* Jobs *
a: In the article about Enter Shikari's guitar sound, on what date did the band headline the Saturday night of Download's Pilot Festival?
b: Copy word for word the passage of the article about Enter Shikari's guitar sound that runs from "Fittingly, the album’s" up to and including "Enter Shikari style.".

How a Tom Morello attitude and madcap Kemper experimentation shaped Enter Shikari’s genre-smashing tech-forward guitar sound

Rory Clewlow

(Image credit: Provided)

On June 19, 2021, Enter Shikari headlined the Saturday night of Download’s 10,000-capacity Pilot Festival at Donington Park. After an excruciating 20-month battle with writer’s block, it was the catalytic event that reignited frontman and principal songwriter Rou Reynolds’ creative impulses, and which set the electro-rock four-piece barrelling forth on a trajectory towards their ecstatic new album A Kiss For The Whole World.

“The thrill of suddenly being able to write music again, which is something that’s been such a staple for me, made the music come out in quite an excited fashion,” says Rou, who seems perceptibly relieved and reinvigorated by having 12 new tracks to demonstrate his return to form. “It is all quite energised, a lot of it’s up-tempo and there’s a lot of positivity on this record because that’s naturally what I felt.”

Fittingly, the album’s title track opens with a literal fanfare of horns to herald the band’s triumph over creative adversity, before a deliciously overdriven guitar hook cuts in to really heat things up in typical Enter Shikari style. 

“The guitars are always quite central in developing a song and making it feel like it’s within the Shikari universe, because, obviously, the palette that we write with is rather broad,” explains Rou, who doesn’t typically play guitars in the band, but who does handle their production. Guitarist Rory Clewlow puts it this way: “With our electronics, we can go into so many different genres and so many different directions – but the guitar is the one sound that stays solid throughout.”

As the pair talk together about the making of their seventh studio record, as well as the genre-smashing magic that has defined the band since their 2007 debut Take To The Skies, Rory recalls where the original inspiration for their trademark rock-meets-electronic sound. 

“In the really early days when The Prodigy first came onto our radar, that was very influential,” he says. “They had a lot of those very cool rock guitar sounds with dance music.”

* Supplied material *
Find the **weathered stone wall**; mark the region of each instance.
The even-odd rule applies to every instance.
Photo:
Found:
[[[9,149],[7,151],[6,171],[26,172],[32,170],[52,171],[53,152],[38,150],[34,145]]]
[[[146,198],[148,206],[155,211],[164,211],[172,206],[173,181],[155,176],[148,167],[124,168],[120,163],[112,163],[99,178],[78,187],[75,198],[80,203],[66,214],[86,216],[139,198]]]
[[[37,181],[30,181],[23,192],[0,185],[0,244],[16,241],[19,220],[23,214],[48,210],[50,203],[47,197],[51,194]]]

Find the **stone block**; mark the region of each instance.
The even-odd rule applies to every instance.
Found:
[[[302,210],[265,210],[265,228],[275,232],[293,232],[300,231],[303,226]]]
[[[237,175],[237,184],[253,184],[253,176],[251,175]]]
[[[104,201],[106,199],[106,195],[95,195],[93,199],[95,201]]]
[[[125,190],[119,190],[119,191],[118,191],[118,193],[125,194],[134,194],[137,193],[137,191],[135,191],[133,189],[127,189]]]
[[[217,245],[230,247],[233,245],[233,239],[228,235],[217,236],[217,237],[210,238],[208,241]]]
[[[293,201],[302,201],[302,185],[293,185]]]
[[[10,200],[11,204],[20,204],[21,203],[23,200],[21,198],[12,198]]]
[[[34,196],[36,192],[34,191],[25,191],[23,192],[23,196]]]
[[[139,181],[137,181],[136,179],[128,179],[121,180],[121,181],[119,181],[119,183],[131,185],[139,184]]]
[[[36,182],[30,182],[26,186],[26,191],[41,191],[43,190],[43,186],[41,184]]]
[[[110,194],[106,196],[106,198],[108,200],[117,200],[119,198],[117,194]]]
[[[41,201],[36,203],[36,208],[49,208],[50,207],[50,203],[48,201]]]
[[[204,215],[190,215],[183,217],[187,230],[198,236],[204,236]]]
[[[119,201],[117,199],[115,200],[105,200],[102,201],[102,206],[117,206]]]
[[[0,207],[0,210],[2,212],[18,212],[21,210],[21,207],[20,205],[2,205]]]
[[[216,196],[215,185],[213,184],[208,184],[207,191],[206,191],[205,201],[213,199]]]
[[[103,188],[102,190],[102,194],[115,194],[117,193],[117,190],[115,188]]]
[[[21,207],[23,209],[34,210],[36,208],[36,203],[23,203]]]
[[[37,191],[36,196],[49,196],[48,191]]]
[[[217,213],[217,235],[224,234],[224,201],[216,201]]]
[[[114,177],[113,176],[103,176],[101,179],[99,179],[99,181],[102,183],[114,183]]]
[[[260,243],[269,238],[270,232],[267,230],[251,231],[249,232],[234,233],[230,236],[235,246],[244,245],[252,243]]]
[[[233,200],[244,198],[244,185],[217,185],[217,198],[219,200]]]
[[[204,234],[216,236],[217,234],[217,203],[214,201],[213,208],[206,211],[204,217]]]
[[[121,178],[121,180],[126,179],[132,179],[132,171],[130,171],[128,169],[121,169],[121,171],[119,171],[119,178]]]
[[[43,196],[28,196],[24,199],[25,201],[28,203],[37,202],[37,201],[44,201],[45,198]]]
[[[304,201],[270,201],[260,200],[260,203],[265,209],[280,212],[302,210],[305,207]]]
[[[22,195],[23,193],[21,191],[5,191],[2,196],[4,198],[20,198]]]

* Answers in order *
a: June 19, 2021

b:
Fittingly, the album’s title track opens with a literal fanfare of horns to herald the band’s triumph over creative adversity, before a deliciously overdriven guitar hook cuts in to really heat things up in typical Enter Shikari style.